As the government prepares to vaccinate senior citizens and persons with comorbidities, Forbes India deconstructs the immunisation plan and looks at how private sector involvement can speed up the current laggard pace of Covid-19 vaccinations
A frontline health worker gets vaccinated against Covid-19 at sector 30 district hospital, on February 19, 2021 in Noida, India.
Image: Sunil Ghosh/Hindustan Times via Getty Images
The world’s largest vaccination drive is currently underway in India.
From March 1, the programme will be extended to the country’s private hospitals for the first time under the next phase of immunisation for senior citizens and persons with comorbidities. For a few months now, the entire vaccination rollout in the country has been reminiscent of the country’s once notorious government-controlled economy, where the government has been undertaking the initiative, keeping the private sector at bay.

--------------------------------

Problem requirements:
Return the portion of the article on India's Covid-19 vaccination drive from "From March 1, the" to "sector at bay.", copied word for word. The data that comes next has no connection to the article on India's Covid-19 vaccination drive.

--------------------------------

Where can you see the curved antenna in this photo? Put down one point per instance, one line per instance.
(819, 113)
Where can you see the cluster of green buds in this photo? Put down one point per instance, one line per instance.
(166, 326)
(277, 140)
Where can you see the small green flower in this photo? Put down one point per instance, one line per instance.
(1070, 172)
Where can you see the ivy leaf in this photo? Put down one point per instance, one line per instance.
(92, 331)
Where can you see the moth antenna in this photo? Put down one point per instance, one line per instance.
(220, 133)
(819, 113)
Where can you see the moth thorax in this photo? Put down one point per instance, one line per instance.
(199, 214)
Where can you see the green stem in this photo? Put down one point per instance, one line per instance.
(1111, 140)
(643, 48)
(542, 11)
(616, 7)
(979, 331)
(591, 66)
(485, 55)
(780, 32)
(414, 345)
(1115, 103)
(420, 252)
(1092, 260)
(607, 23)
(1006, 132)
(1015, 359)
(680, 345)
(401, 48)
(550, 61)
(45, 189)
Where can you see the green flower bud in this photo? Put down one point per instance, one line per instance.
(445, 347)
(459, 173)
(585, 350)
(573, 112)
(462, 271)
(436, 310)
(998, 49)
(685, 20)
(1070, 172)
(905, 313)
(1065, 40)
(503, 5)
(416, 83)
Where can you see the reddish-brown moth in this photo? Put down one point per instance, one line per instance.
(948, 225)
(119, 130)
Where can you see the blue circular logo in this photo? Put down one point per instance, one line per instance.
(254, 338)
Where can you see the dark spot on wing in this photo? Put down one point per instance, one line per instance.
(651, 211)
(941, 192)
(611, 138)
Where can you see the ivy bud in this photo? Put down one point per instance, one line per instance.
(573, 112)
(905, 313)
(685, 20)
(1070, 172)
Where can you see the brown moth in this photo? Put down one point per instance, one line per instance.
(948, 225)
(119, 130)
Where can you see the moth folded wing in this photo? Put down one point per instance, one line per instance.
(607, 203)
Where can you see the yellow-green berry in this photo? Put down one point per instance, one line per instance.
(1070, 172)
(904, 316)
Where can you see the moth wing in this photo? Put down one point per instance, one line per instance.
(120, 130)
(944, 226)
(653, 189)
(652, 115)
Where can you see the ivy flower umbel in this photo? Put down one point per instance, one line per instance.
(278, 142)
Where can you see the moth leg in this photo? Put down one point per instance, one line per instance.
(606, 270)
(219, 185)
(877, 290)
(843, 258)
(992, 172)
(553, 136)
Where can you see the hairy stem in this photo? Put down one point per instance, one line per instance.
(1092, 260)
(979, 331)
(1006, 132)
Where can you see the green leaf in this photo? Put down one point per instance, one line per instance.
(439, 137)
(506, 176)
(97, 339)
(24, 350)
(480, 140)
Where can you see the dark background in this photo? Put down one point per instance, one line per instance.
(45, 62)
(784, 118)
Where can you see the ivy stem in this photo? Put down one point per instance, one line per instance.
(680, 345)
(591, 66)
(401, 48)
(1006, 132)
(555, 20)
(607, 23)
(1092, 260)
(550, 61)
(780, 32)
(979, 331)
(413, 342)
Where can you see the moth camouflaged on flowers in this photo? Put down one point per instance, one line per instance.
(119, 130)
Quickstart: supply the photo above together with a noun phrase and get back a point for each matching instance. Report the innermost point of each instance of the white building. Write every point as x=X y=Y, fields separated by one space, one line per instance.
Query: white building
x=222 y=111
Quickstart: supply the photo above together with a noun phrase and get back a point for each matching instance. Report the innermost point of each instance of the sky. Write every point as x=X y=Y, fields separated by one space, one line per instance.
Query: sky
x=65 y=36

--------------------------------

Task solution:
From March 1, the programme will be extended to the country’s private hospitals for the first time under the next phase of immunisation for senior citizens and persons with comorbidities. For a few months now, the entire vaccination rollout in the country has been reminiscent of the country’s once notorious government-controlled economy, where the government has been undertaking the initiative, keeping the private sector at bay.